** Begin SOURCE RECORDS **
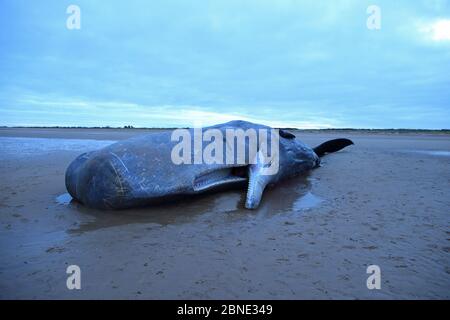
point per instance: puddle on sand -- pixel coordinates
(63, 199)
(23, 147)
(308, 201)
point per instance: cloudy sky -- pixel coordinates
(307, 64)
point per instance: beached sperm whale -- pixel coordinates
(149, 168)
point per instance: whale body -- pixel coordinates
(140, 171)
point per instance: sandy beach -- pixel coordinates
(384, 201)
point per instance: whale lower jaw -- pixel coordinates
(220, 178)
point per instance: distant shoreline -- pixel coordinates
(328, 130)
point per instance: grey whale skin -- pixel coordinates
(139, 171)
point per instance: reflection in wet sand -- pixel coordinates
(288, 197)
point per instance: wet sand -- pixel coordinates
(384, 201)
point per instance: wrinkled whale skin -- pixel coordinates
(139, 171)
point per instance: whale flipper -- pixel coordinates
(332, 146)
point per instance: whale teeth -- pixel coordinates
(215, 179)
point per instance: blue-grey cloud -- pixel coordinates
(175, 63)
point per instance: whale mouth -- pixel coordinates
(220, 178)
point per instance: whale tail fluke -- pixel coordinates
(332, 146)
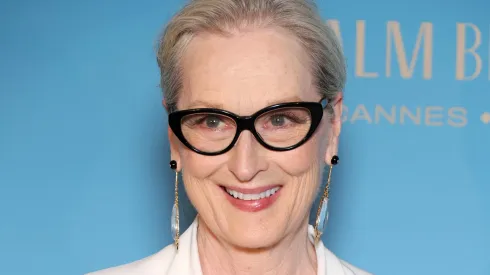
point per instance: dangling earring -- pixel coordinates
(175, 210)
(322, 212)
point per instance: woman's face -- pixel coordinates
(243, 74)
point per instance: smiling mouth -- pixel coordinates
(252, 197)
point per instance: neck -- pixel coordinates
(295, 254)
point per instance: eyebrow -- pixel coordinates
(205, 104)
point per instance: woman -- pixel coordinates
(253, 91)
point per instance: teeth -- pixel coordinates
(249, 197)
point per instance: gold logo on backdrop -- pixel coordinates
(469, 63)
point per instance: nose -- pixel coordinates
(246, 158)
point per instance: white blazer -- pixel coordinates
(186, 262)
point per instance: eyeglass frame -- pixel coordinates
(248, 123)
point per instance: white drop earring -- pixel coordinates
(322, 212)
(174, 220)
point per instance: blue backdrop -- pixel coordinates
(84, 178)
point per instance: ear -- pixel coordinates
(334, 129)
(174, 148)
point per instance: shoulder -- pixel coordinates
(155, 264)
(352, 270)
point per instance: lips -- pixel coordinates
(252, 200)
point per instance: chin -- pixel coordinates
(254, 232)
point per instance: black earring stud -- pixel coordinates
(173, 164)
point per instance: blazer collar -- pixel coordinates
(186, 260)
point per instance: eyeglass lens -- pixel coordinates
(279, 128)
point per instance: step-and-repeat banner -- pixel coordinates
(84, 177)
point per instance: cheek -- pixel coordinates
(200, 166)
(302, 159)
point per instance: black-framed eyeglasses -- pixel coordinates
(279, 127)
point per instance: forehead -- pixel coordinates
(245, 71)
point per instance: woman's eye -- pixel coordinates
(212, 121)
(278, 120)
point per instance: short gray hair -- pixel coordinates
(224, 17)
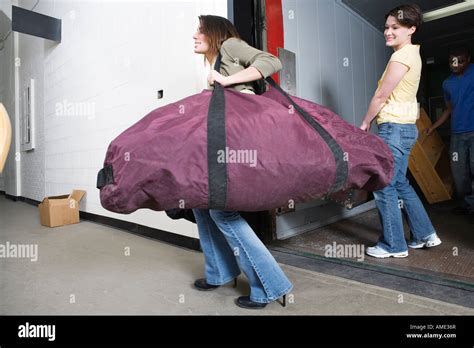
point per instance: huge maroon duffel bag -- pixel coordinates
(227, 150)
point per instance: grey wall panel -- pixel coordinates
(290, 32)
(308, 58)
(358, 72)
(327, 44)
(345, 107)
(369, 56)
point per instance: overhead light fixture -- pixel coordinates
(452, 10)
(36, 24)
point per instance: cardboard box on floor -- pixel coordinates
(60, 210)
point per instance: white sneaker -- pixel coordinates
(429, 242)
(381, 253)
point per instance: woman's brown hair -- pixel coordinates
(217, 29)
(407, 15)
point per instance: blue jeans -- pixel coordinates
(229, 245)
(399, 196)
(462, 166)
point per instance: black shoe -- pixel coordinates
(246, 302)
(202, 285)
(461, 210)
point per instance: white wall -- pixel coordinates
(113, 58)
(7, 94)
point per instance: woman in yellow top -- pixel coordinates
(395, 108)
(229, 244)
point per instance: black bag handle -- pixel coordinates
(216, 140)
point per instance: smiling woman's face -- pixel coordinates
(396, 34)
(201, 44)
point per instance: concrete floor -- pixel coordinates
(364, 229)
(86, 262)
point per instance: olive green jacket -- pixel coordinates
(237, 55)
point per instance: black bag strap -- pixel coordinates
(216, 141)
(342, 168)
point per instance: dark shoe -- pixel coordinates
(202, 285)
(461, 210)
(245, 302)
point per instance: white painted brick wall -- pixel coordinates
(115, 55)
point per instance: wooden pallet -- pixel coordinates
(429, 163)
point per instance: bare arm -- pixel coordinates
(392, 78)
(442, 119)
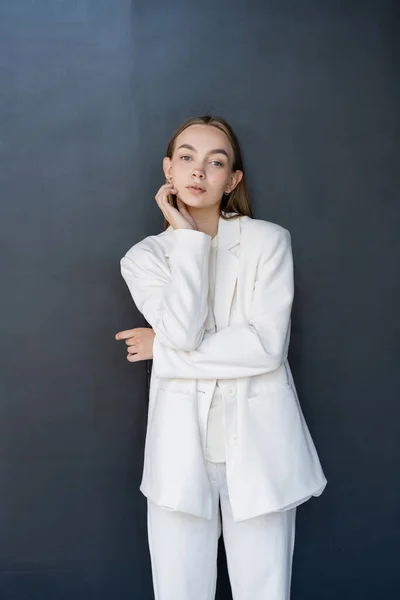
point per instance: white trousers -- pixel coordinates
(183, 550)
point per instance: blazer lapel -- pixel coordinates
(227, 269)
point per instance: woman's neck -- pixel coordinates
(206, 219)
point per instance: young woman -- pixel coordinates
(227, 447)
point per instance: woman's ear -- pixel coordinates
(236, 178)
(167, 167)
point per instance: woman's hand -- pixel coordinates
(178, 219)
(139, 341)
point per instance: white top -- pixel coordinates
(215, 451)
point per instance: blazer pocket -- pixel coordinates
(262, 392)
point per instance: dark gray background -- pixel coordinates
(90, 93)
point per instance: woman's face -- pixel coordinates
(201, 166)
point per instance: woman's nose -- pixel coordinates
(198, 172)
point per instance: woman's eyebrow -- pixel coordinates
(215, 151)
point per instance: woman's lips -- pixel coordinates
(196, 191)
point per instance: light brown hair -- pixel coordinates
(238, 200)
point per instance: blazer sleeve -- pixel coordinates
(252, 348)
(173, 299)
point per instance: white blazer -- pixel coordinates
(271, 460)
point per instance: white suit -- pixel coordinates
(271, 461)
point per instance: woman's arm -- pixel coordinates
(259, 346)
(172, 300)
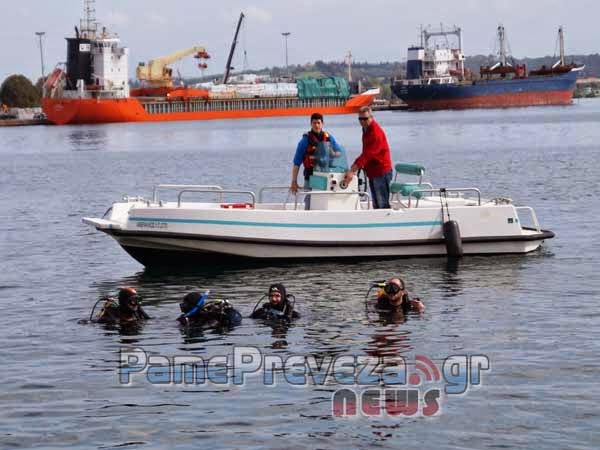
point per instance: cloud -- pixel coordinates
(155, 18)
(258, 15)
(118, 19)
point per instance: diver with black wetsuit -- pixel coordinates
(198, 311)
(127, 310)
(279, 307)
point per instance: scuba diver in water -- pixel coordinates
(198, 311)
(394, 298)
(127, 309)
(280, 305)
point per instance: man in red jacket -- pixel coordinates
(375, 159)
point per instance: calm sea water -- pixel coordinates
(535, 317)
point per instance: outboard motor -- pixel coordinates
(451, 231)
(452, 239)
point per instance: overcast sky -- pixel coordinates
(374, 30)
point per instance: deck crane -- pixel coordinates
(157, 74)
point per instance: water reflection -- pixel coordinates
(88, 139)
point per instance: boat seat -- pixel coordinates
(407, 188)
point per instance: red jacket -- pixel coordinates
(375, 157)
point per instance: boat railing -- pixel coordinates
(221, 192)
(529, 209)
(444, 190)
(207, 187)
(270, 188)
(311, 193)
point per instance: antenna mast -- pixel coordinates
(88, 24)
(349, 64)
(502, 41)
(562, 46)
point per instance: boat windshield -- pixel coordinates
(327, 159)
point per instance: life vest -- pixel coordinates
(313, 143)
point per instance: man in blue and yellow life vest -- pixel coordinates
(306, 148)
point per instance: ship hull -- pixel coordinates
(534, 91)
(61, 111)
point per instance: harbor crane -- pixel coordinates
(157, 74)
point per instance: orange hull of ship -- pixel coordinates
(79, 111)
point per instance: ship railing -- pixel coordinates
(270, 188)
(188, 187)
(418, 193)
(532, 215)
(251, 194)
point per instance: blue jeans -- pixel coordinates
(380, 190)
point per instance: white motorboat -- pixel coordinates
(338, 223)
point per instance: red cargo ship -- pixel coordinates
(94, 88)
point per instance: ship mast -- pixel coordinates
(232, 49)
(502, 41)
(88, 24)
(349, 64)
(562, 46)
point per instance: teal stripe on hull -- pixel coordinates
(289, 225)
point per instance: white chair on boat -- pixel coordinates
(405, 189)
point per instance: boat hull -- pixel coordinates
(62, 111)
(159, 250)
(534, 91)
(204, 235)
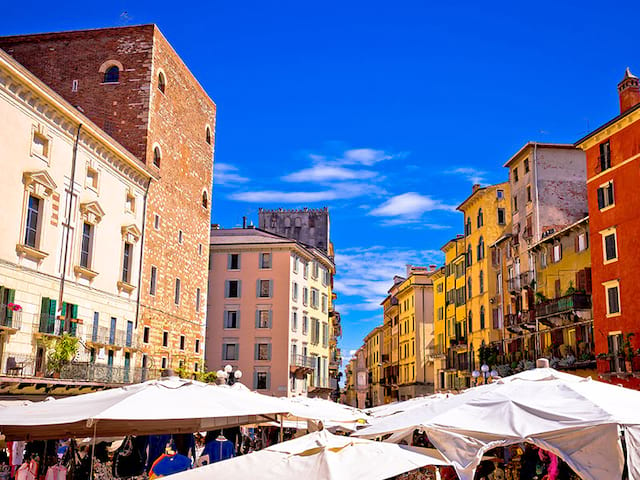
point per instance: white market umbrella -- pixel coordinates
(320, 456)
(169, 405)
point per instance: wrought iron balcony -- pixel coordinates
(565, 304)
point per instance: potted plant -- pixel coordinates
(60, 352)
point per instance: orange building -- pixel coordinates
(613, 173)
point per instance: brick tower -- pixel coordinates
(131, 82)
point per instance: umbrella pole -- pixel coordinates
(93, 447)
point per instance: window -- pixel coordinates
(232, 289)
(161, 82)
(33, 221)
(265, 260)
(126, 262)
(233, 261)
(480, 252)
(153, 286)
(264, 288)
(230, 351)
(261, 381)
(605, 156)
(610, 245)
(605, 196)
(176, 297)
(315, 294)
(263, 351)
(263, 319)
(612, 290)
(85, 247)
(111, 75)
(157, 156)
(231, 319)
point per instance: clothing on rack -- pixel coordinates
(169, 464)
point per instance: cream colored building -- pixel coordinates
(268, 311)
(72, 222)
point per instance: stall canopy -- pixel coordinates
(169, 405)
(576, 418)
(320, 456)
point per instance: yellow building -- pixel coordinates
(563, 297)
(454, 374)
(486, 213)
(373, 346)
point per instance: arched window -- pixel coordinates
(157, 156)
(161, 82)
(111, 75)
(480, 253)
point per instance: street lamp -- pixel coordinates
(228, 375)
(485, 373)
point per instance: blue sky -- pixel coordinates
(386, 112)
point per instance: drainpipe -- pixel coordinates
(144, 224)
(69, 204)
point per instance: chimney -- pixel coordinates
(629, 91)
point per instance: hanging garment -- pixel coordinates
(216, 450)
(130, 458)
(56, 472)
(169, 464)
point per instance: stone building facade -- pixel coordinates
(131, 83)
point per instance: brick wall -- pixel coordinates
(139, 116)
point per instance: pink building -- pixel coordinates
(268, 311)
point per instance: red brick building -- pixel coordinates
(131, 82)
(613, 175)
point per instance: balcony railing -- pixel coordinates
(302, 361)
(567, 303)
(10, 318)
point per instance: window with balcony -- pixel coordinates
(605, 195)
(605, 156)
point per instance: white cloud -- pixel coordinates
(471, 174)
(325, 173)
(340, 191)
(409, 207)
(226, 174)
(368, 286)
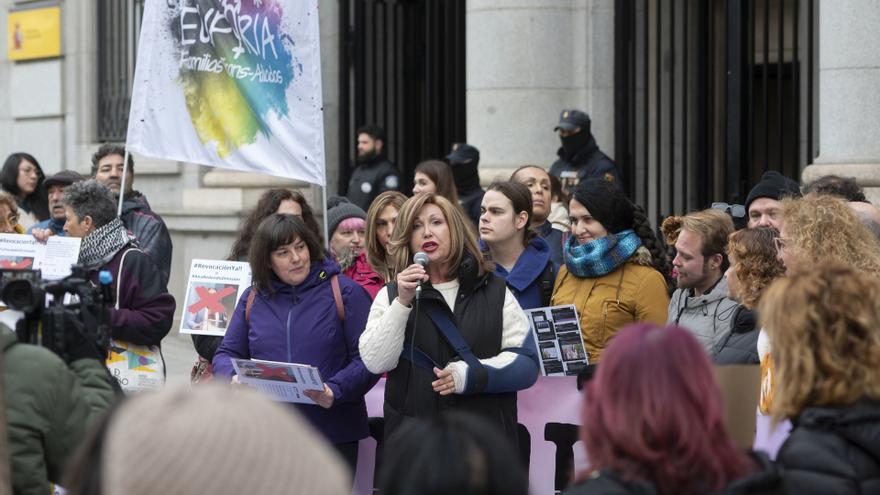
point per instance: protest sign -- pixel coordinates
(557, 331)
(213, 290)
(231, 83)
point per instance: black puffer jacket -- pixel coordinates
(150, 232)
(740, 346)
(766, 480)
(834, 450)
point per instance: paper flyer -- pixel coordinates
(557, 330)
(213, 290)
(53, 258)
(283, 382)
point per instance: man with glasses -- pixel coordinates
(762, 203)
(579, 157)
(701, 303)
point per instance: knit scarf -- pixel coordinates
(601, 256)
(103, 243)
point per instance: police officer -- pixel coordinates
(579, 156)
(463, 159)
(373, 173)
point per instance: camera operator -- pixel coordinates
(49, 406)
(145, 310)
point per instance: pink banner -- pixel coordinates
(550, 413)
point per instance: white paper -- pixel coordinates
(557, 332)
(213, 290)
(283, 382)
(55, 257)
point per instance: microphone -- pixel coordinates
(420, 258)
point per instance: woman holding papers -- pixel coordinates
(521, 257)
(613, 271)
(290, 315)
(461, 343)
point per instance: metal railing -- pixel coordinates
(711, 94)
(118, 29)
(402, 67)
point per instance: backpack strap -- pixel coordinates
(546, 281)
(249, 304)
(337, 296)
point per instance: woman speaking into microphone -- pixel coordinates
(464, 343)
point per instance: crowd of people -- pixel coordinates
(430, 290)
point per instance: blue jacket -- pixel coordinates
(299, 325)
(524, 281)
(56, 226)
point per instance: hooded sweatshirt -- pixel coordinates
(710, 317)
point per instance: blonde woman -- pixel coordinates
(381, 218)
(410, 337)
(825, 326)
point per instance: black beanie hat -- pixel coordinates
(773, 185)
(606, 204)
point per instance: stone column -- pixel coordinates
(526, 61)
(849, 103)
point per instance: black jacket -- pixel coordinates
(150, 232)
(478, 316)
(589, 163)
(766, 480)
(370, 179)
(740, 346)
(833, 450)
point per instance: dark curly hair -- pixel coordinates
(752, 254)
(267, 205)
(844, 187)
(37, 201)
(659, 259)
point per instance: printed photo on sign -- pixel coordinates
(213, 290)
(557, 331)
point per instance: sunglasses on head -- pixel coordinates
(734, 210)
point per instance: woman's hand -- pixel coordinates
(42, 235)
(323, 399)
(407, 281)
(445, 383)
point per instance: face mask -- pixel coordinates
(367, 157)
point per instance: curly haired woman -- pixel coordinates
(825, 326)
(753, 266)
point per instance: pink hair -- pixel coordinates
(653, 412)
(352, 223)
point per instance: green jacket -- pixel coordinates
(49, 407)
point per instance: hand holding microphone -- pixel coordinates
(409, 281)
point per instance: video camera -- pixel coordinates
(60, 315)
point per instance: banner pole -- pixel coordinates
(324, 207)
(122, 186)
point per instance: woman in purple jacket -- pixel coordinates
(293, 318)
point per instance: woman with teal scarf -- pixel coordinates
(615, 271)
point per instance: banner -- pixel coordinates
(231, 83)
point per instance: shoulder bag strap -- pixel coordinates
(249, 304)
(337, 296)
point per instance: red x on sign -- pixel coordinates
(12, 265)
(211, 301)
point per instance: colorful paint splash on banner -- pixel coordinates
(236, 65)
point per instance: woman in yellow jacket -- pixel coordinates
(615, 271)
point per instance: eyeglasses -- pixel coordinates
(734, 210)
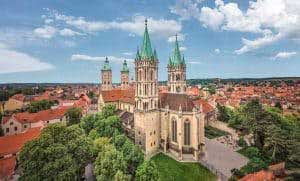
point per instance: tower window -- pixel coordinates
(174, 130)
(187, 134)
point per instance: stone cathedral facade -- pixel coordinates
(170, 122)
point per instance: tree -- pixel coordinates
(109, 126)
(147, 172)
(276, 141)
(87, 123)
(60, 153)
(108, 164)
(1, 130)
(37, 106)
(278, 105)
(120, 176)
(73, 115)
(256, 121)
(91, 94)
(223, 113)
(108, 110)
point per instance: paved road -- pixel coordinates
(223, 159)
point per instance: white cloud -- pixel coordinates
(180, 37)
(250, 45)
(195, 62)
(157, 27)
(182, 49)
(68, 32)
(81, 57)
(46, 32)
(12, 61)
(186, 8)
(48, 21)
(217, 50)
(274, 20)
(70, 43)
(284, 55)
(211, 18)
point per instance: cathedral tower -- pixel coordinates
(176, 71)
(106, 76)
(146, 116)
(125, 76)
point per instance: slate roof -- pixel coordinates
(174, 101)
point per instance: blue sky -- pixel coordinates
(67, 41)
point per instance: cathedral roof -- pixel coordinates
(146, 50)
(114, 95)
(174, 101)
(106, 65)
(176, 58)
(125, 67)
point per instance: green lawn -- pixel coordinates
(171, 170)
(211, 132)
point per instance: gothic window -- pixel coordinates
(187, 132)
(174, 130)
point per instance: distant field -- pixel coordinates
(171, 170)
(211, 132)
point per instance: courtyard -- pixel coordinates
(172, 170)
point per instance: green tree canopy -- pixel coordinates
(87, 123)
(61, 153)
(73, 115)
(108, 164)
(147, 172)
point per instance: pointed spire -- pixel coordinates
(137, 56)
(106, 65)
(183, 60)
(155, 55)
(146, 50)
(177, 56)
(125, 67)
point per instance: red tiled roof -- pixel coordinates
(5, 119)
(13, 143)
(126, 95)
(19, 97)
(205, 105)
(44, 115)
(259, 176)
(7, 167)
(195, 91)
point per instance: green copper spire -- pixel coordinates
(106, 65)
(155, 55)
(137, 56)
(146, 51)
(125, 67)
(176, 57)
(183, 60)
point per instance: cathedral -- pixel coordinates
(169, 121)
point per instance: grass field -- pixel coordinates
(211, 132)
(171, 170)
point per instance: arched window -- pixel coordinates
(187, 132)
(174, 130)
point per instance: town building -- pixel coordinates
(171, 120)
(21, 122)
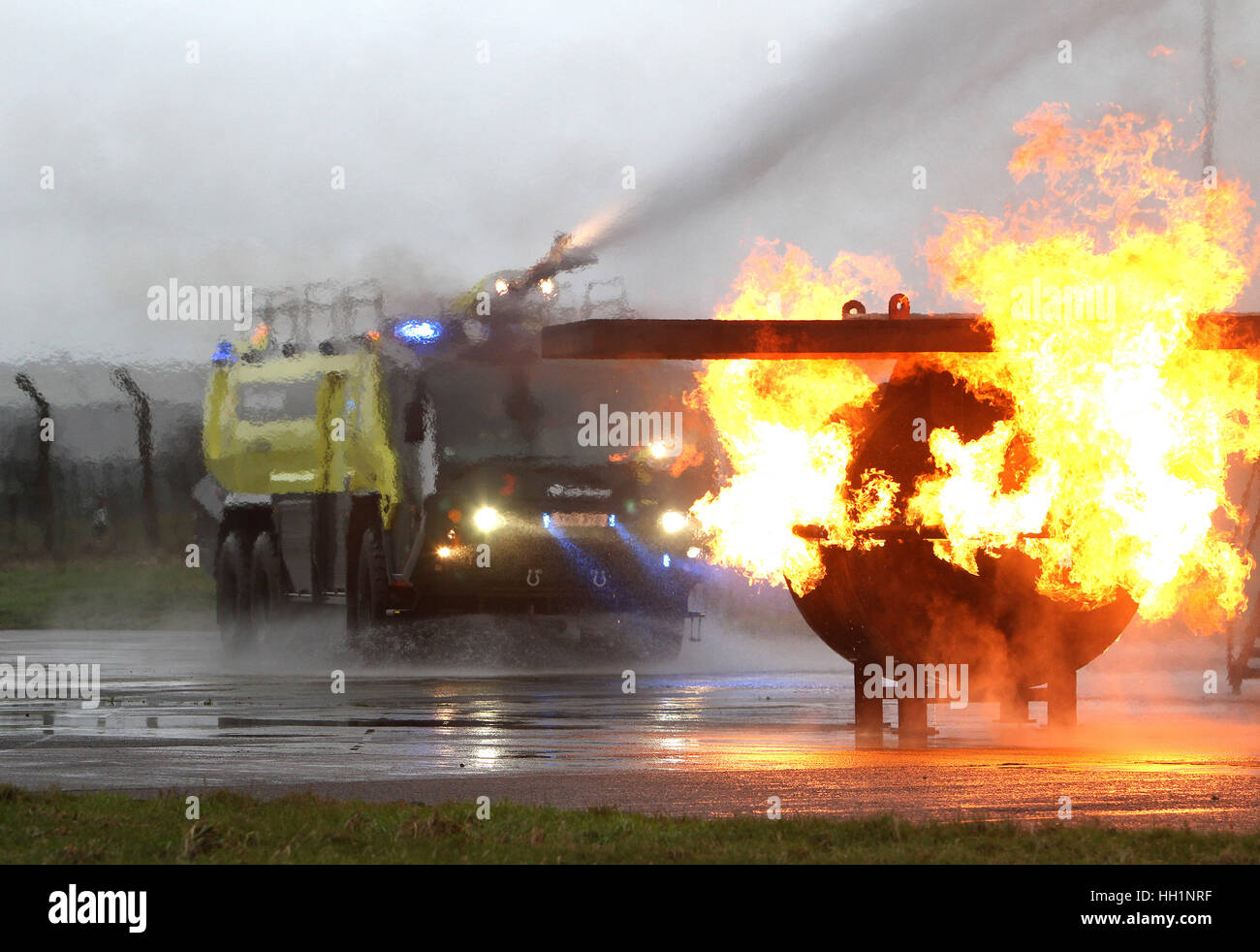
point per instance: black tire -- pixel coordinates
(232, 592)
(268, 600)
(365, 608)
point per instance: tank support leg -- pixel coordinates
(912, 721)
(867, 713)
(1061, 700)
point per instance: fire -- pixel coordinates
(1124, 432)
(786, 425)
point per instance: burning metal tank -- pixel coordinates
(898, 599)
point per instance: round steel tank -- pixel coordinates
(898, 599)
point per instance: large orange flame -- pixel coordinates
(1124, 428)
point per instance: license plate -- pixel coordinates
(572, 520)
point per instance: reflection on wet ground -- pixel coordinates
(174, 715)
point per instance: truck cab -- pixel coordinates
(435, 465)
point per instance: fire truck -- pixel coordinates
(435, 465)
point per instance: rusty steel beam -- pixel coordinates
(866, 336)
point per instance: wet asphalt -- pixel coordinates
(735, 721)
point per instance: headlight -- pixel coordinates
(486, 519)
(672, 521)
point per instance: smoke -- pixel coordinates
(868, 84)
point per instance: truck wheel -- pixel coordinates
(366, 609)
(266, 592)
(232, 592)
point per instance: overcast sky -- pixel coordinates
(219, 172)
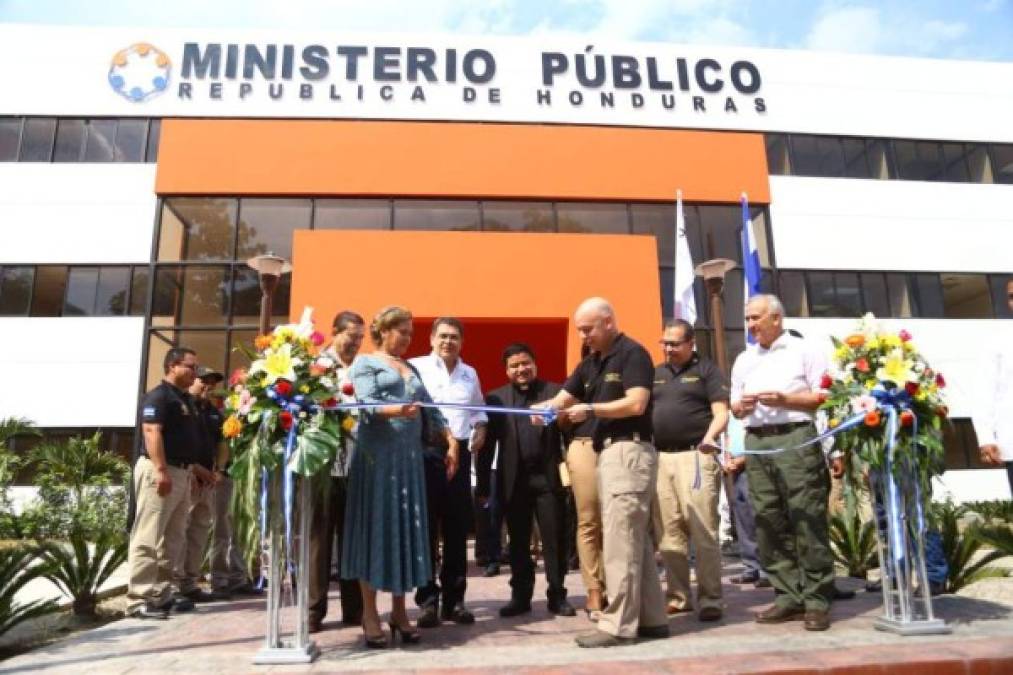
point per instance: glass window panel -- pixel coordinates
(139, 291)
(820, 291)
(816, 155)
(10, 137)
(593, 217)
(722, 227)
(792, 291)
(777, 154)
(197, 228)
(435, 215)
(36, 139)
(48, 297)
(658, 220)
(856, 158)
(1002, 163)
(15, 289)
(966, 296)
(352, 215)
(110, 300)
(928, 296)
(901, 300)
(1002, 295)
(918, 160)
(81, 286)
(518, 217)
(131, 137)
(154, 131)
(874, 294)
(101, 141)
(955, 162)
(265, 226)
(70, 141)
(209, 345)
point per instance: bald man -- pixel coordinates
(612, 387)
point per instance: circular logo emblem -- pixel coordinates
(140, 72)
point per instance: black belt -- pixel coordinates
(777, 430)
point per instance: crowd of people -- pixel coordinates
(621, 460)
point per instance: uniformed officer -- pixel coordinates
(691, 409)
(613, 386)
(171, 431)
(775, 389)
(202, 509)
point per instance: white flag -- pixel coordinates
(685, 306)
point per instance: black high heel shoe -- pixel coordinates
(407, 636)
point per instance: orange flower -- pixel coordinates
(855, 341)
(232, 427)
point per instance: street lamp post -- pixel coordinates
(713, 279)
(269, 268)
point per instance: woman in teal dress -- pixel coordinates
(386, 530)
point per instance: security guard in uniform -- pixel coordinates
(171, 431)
** End SOURCE RECORDS **
* STATED TASK
Quote only the lines from the line containing "point per instance: bald" through the end of the entries, keeping the first and the last.

* RESULT OF THIS TASK
point per instance: bald man -- pixel coordinates
(612, 387)
point per instance: circular logo emblem -- pixel coordinates
(140, 72)
point per instance: black belt -- pixel coordinates
(777, 430)
point per instance: crowd of people -- pixel coordinates
(621, 460)
point per instance: uniformed officer -- pixel coordinates
(691, 409)
(613, 386)
(171, 431)
(775, 389)
(202, 509)
point per instance: white flag -- pixel coordinates
(685, 306)
point per instance: black high heel shoe -- pixel coordinates
(407, 636)
point per instance: orange flower -- pixel coordinates
(855, 341)
(232, 427)
point per instance: street lamp post -- pixel coordinates
(713, 279)
(269, 268)
point per instance: woman in teal dress -- pixel coordinates
(386, 530)
point per instance: security guard in uniform -- pixel coordinates
(171, 431)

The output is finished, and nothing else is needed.